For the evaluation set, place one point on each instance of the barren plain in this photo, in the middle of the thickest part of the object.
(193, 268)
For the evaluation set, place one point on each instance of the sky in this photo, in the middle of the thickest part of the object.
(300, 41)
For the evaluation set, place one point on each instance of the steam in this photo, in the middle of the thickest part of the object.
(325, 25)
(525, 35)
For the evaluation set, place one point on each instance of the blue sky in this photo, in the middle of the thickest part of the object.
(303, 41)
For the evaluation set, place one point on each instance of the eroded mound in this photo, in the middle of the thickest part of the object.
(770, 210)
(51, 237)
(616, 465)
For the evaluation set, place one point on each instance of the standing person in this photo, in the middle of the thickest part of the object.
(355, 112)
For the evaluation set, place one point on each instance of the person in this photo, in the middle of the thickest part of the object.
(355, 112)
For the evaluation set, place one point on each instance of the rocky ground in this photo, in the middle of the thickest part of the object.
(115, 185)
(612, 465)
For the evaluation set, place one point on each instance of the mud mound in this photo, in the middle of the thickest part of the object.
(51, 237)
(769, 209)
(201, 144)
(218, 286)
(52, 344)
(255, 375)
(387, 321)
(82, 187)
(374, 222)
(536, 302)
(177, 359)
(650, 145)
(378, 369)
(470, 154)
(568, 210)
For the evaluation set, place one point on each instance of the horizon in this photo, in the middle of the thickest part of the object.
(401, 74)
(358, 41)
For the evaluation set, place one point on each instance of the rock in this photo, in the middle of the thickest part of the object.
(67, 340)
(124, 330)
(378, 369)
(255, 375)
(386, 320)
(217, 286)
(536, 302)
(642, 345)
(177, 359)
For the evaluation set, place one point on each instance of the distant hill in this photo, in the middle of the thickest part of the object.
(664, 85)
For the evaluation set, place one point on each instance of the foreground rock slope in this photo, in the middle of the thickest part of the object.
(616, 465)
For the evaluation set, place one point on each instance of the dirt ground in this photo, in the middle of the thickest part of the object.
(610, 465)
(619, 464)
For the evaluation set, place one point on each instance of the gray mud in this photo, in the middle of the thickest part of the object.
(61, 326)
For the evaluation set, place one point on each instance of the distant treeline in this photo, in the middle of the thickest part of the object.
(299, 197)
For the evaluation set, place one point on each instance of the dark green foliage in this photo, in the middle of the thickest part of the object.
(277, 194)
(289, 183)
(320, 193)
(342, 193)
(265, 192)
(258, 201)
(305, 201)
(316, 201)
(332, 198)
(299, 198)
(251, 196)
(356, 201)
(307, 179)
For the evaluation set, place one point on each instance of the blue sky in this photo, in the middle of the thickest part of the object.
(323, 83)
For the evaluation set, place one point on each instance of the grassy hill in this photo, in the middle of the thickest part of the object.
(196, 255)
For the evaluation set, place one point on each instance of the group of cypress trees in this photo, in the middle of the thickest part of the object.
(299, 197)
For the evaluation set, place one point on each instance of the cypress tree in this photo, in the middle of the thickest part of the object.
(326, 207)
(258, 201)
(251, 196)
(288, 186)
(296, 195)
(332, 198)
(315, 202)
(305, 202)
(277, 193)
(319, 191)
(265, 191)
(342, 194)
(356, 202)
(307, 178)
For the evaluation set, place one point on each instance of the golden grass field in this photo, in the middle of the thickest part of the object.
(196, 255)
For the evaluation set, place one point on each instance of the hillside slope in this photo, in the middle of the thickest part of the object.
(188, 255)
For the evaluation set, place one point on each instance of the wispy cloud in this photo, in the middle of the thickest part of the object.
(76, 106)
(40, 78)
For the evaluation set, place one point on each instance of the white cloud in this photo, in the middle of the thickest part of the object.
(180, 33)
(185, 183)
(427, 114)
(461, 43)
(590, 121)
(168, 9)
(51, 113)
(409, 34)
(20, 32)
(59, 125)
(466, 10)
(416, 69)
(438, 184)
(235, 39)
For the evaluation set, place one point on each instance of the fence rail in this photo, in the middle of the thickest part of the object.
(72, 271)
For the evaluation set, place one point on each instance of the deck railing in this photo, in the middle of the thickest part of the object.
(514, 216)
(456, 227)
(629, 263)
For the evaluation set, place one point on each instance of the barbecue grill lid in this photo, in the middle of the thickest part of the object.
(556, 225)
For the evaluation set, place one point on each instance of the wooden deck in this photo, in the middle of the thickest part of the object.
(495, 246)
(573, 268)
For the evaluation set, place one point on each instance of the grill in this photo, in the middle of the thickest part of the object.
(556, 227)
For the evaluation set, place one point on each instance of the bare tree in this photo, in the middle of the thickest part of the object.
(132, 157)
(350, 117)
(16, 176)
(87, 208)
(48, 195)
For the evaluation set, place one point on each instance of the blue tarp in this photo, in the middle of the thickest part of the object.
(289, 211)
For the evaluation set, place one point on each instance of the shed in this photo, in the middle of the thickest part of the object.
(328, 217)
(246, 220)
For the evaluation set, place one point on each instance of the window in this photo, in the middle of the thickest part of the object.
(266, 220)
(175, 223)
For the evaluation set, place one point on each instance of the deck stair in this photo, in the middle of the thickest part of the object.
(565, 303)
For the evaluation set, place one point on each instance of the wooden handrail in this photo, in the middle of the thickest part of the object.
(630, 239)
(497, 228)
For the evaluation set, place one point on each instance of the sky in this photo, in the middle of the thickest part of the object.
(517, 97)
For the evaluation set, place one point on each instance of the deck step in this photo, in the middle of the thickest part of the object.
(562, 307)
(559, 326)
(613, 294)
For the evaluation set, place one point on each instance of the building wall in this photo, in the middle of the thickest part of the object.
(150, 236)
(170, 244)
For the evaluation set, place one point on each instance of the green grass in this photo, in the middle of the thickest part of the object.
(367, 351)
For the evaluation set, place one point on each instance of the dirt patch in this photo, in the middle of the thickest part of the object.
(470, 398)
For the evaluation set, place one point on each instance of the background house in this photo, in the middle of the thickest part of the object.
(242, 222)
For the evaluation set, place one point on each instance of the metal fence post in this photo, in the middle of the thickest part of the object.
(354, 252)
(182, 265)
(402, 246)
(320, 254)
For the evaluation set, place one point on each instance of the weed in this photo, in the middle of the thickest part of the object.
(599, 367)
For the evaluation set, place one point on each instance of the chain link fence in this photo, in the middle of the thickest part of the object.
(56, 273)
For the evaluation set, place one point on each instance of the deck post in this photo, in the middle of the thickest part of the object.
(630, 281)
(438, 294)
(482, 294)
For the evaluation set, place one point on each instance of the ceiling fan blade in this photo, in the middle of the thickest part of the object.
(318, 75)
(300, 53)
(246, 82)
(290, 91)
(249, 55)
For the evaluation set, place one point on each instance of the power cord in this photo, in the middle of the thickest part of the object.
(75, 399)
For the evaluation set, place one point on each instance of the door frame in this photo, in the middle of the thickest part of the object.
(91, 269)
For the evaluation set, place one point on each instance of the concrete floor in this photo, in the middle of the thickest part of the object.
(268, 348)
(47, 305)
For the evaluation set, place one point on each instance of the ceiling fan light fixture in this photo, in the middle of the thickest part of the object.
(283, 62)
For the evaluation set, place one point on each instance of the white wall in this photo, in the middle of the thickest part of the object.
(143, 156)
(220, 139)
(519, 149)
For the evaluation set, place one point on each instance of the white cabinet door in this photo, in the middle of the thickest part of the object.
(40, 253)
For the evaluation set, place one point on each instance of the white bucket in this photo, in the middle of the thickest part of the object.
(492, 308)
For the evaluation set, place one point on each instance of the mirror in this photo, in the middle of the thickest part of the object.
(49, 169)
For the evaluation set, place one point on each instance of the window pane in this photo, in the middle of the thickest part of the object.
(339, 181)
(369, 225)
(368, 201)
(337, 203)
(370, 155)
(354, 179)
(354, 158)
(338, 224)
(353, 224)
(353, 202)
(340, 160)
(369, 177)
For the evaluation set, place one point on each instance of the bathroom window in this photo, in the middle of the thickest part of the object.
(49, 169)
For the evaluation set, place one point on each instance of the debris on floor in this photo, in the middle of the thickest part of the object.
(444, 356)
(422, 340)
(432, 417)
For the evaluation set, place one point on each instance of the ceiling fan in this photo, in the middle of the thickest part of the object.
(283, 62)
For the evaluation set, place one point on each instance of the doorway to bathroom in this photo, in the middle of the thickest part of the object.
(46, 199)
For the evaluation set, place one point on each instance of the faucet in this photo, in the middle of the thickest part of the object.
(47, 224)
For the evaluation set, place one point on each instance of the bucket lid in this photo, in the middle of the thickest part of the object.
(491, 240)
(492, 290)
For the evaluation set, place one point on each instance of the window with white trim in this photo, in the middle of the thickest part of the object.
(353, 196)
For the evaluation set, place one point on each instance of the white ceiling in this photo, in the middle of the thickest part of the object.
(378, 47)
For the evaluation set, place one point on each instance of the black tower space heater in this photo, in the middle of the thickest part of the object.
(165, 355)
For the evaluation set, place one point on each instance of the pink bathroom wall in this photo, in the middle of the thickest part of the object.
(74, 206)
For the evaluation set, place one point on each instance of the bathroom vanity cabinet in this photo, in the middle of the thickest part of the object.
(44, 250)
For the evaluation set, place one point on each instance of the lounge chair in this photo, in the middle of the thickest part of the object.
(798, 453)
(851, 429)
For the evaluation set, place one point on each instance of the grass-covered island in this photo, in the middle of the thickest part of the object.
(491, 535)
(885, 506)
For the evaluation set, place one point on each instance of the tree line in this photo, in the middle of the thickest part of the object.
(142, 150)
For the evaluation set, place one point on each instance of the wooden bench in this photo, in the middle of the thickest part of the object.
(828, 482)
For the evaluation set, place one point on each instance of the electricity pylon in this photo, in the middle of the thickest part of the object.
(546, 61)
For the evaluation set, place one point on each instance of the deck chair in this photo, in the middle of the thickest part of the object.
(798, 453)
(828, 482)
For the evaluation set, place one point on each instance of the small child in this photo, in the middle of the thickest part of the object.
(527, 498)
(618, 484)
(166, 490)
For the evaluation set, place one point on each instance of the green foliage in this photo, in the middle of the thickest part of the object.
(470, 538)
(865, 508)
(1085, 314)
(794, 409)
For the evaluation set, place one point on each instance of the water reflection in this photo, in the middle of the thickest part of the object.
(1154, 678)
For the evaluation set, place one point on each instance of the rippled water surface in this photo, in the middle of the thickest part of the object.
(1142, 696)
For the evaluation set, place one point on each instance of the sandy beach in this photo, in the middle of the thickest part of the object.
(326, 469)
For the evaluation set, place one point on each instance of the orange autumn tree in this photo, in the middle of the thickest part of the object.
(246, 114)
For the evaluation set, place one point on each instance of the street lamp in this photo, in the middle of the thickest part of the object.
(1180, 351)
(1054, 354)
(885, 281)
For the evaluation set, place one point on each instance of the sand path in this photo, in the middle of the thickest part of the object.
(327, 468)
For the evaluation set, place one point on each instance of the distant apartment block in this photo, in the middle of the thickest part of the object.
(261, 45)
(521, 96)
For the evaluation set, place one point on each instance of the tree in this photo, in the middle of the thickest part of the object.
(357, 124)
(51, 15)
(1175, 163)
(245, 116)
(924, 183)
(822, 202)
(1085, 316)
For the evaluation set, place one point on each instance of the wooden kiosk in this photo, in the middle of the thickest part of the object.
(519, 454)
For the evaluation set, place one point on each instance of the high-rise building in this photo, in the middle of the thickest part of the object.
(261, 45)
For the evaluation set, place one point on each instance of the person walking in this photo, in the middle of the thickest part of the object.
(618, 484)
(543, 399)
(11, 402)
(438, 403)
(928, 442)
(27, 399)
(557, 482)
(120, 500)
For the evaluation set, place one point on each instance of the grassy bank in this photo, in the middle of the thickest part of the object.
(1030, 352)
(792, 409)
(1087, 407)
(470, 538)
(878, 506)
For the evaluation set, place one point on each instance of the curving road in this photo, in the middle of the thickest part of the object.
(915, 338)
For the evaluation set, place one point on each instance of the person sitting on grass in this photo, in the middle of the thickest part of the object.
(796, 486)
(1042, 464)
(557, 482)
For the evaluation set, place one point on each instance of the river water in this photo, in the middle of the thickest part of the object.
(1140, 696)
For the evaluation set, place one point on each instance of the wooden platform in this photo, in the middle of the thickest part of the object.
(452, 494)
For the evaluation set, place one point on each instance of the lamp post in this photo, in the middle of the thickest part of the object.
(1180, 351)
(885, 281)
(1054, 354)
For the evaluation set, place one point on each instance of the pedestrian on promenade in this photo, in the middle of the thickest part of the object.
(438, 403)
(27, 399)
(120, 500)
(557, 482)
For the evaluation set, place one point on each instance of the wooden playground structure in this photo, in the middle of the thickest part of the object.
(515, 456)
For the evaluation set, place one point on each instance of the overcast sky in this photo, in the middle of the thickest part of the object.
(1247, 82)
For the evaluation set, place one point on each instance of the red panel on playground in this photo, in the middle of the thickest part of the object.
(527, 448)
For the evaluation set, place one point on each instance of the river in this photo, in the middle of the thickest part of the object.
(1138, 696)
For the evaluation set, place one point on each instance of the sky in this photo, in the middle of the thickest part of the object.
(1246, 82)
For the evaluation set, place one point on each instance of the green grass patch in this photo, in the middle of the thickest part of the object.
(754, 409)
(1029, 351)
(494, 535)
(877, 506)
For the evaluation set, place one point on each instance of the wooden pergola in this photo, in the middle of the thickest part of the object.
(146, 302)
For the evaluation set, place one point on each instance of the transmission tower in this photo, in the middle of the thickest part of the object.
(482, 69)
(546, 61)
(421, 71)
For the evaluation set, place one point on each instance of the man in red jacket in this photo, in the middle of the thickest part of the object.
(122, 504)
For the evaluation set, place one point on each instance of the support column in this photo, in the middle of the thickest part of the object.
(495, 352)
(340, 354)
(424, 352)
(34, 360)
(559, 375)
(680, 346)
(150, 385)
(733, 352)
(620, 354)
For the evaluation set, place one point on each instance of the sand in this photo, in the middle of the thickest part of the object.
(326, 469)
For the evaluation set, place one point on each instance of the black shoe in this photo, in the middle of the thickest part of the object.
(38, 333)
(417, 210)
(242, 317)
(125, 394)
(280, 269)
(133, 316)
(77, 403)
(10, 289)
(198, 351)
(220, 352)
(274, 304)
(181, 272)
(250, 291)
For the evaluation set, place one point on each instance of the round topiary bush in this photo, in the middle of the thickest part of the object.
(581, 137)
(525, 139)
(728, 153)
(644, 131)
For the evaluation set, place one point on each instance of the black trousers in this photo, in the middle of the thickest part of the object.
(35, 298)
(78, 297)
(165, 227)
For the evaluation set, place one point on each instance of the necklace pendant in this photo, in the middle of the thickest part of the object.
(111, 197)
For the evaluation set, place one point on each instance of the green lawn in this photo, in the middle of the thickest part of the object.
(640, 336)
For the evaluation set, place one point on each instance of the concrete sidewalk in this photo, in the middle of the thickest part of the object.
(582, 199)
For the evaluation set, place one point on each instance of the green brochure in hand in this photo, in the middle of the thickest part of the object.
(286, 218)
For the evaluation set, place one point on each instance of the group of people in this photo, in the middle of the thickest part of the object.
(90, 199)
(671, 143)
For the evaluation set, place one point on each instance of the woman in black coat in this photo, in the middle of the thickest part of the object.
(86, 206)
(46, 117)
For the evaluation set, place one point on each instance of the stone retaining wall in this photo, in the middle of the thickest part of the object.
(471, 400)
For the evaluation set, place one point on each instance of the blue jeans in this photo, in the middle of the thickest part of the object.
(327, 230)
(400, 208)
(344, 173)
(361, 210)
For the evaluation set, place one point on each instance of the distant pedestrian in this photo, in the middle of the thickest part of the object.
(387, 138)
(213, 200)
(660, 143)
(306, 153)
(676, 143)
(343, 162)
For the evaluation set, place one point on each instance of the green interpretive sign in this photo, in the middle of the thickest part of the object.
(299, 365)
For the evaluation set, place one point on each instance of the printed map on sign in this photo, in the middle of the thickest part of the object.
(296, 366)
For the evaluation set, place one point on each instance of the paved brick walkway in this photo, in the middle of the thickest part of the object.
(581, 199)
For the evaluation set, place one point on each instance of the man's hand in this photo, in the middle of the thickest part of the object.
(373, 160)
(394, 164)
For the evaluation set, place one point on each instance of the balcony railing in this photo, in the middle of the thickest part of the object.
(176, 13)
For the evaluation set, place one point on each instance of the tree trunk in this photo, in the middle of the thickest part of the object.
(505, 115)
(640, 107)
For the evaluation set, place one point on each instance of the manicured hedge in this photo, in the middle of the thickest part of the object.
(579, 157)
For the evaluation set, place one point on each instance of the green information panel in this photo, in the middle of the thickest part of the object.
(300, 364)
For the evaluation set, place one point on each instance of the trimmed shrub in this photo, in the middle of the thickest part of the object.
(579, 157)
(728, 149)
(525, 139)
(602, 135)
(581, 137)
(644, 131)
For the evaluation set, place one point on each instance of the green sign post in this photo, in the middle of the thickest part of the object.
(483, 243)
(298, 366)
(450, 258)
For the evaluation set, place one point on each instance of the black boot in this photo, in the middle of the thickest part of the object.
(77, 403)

++++

Work instructions: Retype only the lines running from the line with "of the balcony" to the end of the listing, including both of those lines.

Completed task:
For the evaluation set, place one point on each instance of the balcony railing in this photo, in the middle of the thickest part of the object.
(176, 13)
For the evaluation set, place one point on each instance of the tree trunk in this photo, in the middle of the thickest part of the object.
(505, 115)
(640, 107)
For the evaluation set, place one point on each instance of the manicured hedge in this photo, in the middle of the thickest part of the object.
(579, 157)
For the evaluation set, place one point on each instance of the green information panel in this photo, in the middle of the thickest part of the object.
(300, 364)
For the evaluation set, place one point on each instance of the trimmed shrub in this photo, in the middle of the thickest part of the object.
(579, 157)
(728, 149)
(525, 139)
(602, 135)
(581, 137)
(644, 131)
For the evaluation set, place one point on each instance of the green sign post in this photo, in the middle of the thickest part of the object.
(483, 243)
(298, 366)
(450, 258)
For the evaluation set, place one point on each instance of the black boot in this photo, in the middle of the thickest part of the object.
(77, 403)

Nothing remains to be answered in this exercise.